What is asked » Update the lines below by replacing every "crutch" with "walking stick" and leaving the rest untouched.

Extracted entries »

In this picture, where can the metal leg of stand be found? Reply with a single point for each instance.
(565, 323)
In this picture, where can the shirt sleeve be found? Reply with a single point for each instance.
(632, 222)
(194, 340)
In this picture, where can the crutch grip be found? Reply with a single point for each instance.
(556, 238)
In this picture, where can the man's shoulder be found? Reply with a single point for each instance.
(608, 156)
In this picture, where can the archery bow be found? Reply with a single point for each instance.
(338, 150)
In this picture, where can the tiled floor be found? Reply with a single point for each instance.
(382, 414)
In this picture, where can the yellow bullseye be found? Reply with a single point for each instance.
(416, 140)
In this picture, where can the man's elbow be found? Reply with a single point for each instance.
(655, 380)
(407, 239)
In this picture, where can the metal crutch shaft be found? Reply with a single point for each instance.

The output »
In this picture, where can the metal leg of stand be found? Reply with a single point for each instance.
(565, 323)
In this picture, where can the shirt sleeve be found? Reply with a single point for each instance.
(632, 222)
(194, 340)
In this picture, where can the walking stick grip be found? Reply with a single point for each instance.
(556, 238)
In this picture, where can the man's shoulder be found? Reply with a single point for each instance.
(608, 156)
In this picture, where can the archery bow be found? Reply with a single point for each instance.
(338, 150)
In this picture, where can the tiled floor be found? Reply with a single point for each instance.
(382, 414)
In this picture, where can the yellow bullseye be found? Reply with a single point for each instance.
(416, 140)
In this picture, where can the man's elbow be found? Reply with a single point for each instance.
(655, 380)
(407, 239)
In this picture, where can the metal walking stick shaft be found? Reply with a single point for each instance.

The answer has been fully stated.